## Exercise requirements
Answer these from the match report below, one line each:
1. How many men did Glencolin have when the match started?
2. Who gave the assist for the first goal?
3. Which player made the low drive across the face of the goal after a run down the right wing?

## Document segment
-----

With Glencolin starting with 8 men as they waited on a carload of players to arrive, Dub pressed forward and opened the scoring as early as the 3rd minute, Phil providing the assist for Cormac. The Dub defence smelt goals, with centre halves Harvey and Doherty making runs into the box like a couple of fattened turkeys being pursued by the Christmas butcher. And indeed the second goal arrived via the defence, but it was from the boot of angry young man McGaughey after a fine run and "21" shout to encourage Cormac to release the ball. Rumours were that Kernan had deposited some shepherd's pie in his shorts, such were the ferocity of McGaughey's demands for the ball.
Strong running by fullbacks Murphy and McGurk with the Dub midfield kept Glencolin under siege in their own half. At the end of a great run down the right wing, the tireless McToal produced a low drive across the face of the goal, finding Cormac at the back post with an empty net to aim at. The Dub forward, in a truly awful, terrible, worst-miss-ever-type blunder, somehow managed to kick his own leg rather than the ball from 18 inches out, and the score remained unchanged. Regardless of how other web site stats work out at the end of the season, surely this means that Cormac is hot favourite for at least one award.... [remember Adelaide on 26 October Shane? - editor]
With 11 Glencolin men now on the pitch, Dub now got a bit lazy and their CONCENTRATION (copyright) faded. A dreadful mix-up in front of goal by the Dub defence resulted in an easy tap in for Glencolin, and they were undeservedly back in the match. You'd think after the Christmas do revelations that Smyth and Harvey shared double chocolate lattes that would know each other's names! However, this was the wake-up Dub needed, and despite the blizzard conditions, the yellows slowly raised their game (well, mostly - though the less said about the embarrassing nutmeg dealt to McCusker on the edge of the box, the better). Madden continued his impressive scoring form with another goal to leave Dub 3-1 up at the break [correction: C Kernan scored direct from corner - editor].

-----

## Data provided

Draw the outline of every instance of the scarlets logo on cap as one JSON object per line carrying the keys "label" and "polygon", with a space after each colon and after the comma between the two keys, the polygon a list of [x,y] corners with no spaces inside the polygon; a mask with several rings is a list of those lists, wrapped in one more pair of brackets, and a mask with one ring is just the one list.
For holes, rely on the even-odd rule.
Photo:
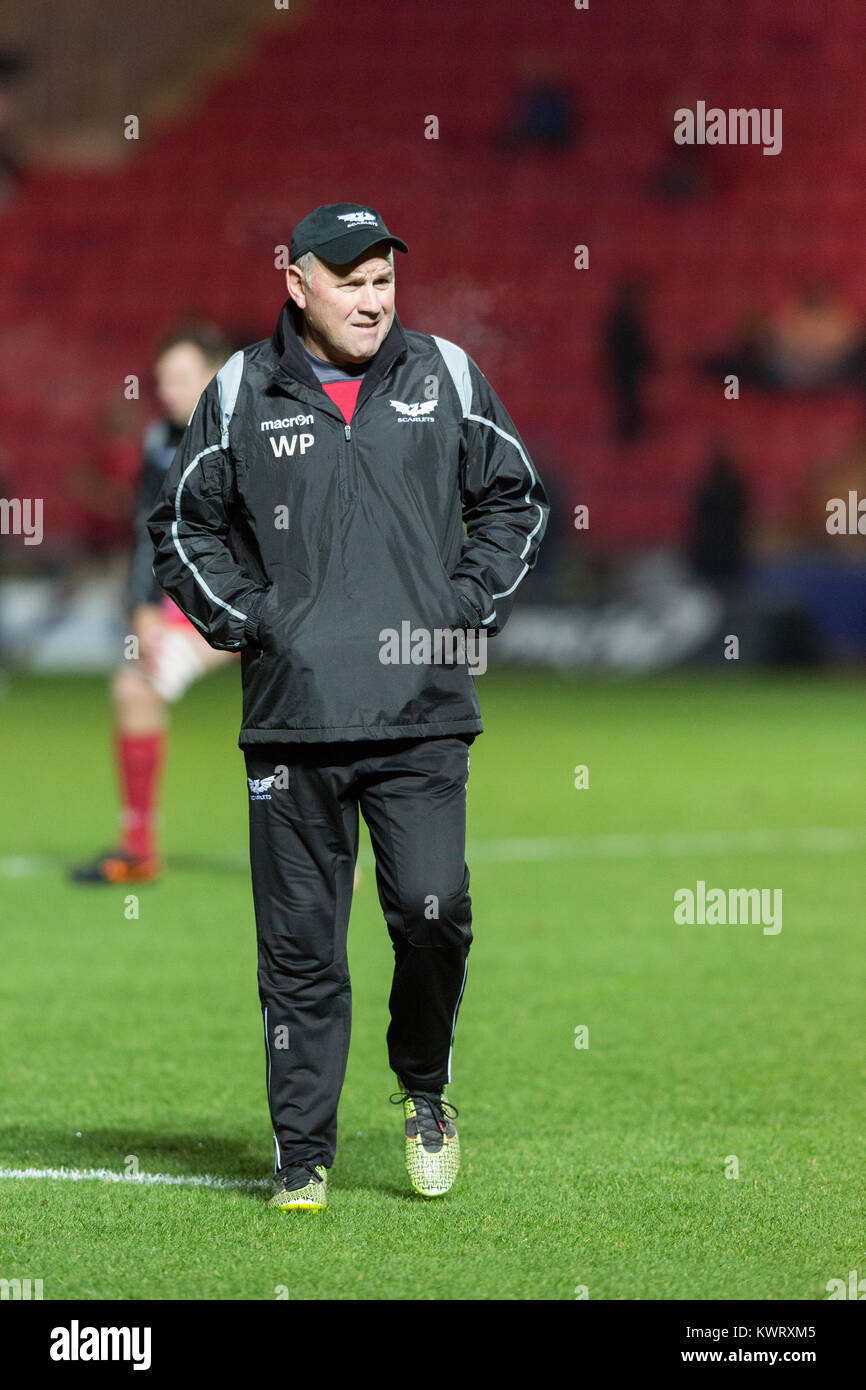
{"label": "scarlets logo on cap", "polygon": [[349,227],[378,227],[377,218],[373,213],[338,213],[341,222],[349,222]]}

-----

## Solution to the problem
1. 8
2. Phil
3. McToal